▶ [Problem requirements]: All of the records should be given back exactly and in full.

[Point-per-instance localization data]
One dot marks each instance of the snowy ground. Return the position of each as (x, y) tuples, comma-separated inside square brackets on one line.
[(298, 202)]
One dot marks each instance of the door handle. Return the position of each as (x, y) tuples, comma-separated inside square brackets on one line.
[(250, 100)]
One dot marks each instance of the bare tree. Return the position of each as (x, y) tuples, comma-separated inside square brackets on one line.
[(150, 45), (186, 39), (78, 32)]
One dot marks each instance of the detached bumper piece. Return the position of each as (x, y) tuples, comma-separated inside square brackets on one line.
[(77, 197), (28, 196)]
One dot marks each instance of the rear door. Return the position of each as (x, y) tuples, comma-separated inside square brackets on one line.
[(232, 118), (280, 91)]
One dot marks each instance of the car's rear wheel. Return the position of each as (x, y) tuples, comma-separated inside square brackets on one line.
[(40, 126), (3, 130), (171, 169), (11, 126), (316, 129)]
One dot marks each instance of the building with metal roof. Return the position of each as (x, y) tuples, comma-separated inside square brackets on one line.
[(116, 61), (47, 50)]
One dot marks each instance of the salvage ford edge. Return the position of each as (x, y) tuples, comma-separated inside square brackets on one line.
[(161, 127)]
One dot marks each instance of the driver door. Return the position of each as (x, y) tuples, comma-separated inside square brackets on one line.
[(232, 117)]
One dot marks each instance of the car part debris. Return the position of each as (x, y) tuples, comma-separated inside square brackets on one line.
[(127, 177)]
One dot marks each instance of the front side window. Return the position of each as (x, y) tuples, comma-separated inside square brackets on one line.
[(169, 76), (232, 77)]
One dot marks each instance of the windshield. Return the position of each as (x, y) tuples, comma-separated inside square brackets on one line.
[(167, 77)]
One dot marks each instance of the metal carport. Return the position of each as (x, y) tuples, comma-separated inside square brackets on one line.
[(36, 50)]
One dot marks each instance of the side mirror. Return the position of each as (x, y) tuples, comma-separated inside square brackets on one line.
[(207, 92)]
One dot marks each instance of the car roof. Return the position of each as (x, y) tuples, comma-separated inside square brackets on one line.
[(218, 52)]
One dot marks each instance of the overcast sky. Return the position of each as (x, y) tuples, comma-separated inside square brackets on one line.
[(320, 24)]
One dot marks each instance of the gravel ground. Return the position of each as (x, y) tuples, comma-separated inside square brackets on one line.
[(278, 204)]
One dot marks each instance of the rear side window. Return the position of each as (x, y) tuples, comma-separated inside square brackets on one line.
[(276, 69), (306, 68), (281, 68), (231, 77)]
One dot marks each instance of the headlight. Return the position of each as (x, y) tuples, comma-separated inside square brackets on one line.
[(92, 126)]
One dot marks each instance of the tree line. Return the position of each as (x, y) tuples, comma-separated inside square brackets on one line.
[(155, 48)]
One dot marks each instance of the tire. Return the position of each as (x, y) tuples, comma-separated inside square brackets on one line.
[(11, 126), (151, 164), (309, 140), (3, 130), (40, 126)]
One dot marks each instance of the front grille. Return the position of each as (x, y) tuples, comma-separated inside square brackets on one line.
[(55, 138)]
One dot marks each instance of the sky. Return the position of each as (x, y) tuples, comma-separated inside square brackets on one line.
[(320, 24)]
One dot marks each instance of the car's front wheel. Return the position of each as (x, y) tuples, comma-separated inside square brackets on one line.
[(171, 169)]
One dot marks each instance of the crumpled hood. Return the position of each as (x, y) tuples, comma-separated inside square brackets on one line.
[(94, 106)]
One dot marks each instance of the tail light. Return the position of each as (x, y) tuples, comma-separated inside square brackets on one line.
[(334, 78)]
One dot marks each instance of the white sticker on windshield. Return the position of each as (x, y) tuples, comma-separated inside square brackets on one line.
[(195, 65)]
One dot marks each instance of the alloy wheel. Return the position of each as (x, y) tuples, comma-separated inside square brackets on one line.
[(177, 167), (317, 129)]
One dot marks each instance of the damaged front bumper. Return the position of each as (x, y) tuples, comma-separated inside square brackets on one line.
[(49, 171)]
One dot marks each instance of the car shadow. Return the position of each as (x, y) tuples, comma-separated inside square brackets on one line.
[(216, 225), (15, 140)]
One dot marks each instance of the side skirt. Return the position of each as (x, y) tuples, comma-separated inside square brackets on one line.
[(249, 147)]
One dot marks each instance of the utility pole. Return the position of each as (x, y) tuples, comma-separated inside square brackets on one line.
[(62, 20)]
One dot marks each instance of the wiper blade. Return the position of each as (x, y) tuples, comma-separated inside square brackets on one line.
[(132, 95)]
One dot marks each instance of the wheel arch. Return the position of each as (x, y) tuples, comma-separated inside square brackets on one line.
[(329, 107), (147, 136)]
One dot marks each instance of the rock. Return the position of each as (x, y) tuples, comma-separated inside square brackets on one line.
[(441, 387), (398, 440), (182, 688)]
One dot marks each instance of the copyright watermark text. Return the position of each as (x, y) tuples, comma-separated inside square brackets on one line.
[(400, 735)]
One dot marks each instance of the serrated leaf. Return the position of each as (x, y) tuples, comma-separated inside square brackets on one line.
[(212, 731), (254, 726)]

▶ [Output of the task]:
One dot marks each instance of the snowy ground. Return the position of each as (x, y) tuples, comma-separated inside square brackets on one line.
[(298, 202)]
One dot marks each instance of the door handle. Return the position of each as (x, y) tuples, comma-separated inside square brackets on one line.
[(250, 100)]
One dot marks each instance of the bare tree. Return the position of each as (x, y) tuples, comma-separated inside square brackets on one line.
[(150, 45), (186, 39), (78, 32)]
One dot marks each instance of the detached bumper piece. Return the position of each as (x, y) tuples, comma-separated inside square brackets on one line.
[(77, 197), (28, 196)]
One dot marks each instance of the rear door. Return the position of each as (x, y) tuples, comma-separated inside square brackets on one line.
[(232, 118), (280, 91)]
One dot marks each instance of the car's rear wheel. Return the position of each as (x, y) tuples, comma-separated inside square brackets on one line.
[(40, 126), (3, 130), (171, 169), (11, 126), (316, 129)]
One dot marks each instance of the building with metal roof. Return the position of each as (x, y) tuples, comma-separated inside square brackets on one line.
[(116, 61), (47, 50)]
One dot marks each instance of the salvage ford edge. Return the position of each as (x, y) tuples, comma-separated inside square brackets on one line.
[(161, 127)]
One dot marks each instance of the driver door. Return the position of each as (x, y) tuples, comma-separated inside square brackets on one line.
[(232, 117)]
One dot marks each instance of the car part debris. Return the position of each as (x, y) tuples, comma-separated inside square brackets on one line.
[(127, 177)]
One dot marks each instance of the front side window. Return the position of each as (x, y) tuples, comma-separated inside square brackets on one line.
[(169, 76), (232, 77)]
One dot marks each instance of the windshield. Return the position of each as (x, y) tuples, comma-separated inside square brackets on one line.
[(167, 77)]
One dot marks each instance of the metal carport. Return the position of each as (x, y) tuples, comma-separated inside square brackets on one line.
[(36, 50)]
One dot marks each instance of the side mirror. Return the position of each as (x, y) tuples, comma-separated inside square brackets on one line.
[(207, 92)]
One dot marks each instance of the car roof. Return the position of each as (x, y) tuples, comma-separated inside square brackets on one line.
[(218, 52)]
One dot marks each instance of the overcast sky. Return the position of each as (x, y) tuples, comma-separated inside square brackets on one line.
[(320, 24)]
One dot marks each instance of the gravel ground. Return the position of each as (x, y) tuples, comma-separated inside square brackets on one line.
[(278, 204)]
One dot marks each instance of the rear side window. Return the position of each as (x, y) tuples, comma-separated inside square brackets on one line.
[(276, 69), (306, 68), (281, 68), (231, 77)]
One dot marks each instance of the headlight. Return the position of each as (x, y) tuples, comma-separated inside square brackets on one line.
[(92, 126)]
One dot marks each instance of the tree line. Return the position of each as (x, y) tuples, comma-separated inside square brackets on one line.
[(155, 48)]
One dot marks each instance of the tire. Return the position of each as (x, y) tuples, comma-separated inside square brackets on one line.
[(11, 126), (151, 164), (309, 140), (3, 130), (40, 126)]
One dot marks each instance of the front grille. Return the position of each as (x, y) tuples, comma-separated inside square brackets on one line.
[(55, 138)]
One dot marks each instance of the sky. Return the position of each as (x, y) tuples, comma-separated inside square brackets on one line.
[(320, 24)]
One dot marks each instance of the car's front wheel. Return the position of each as (x, y) tuples, comma-separated inside square brackets on one line.
[(171, 169)]
One dot marks each instance of the crumpled hood. Return the position of each as (x, y) tuples, comma-separated inside square brackets on one line.
[(94, 106)]
One dot marks each instance of the tail light. Return the position of each as (x, y) tuples, comma-separated inside square brackets on one line.
[(334, 78)]
One dot marks each instance of the white sticker on windshield. Return the position of each as (x, y) tuples, comma-separated inside square brackets on one line.
[(195, 65)]
One dot marks each instance of the alloy wheel. Return the position of each as (x, y) tuples, comma-separated inside square brackets on one line.
[(177, 167), (317, 129)]
One dot marks each instance of the damaged front bumper. Return the position of each as (x, y) tuples, comma-separated inside square brackets on one line.
[(49, 171)]
One dot marks each instance of the car shadow. Return the position of each as (x, y) tuples, comma-separated inside square brackets on one line.
[(216, 225), (15, 140)]
One dot marks each instance of the side skirt. Return the position of each as (x, y) tuples, comma-separated inside square brackets on one line.
[(249, 147)]
One dot marks each instance of the utility pole. Return the position of each as (x, y) tuples, comma-separated inside square brackets on one line.
[(62, 20)]
One dot marks each instance of the wiper blade. Return the position of each as (x, y) tuples, comma-separated inside square brackets on one line.
[(132, 95)]
One dot marks each instance of the wheel arch. Return the position of each as (x, y) tuples, comma-separated inside square brackets on one line.
[(329, 107), (147, 136)]
One dot marks each instance of the rock. Return the position of each as (x, y) tuples, comma-separated inside square brackets on one line.
[(441, 387), (398, 440), (182, 688)]
One dot marks each instance of the copyright watermark text. Return the position of each as (x, y) tuples, comma-separated inside square brackets on one line.
[(400, 735)]
One dot marks each instance of the serrated leaf. Return the position of each as (x, y) tuples, comma-separated inside square brackets on one line.
[(212, 731), (254, 726)]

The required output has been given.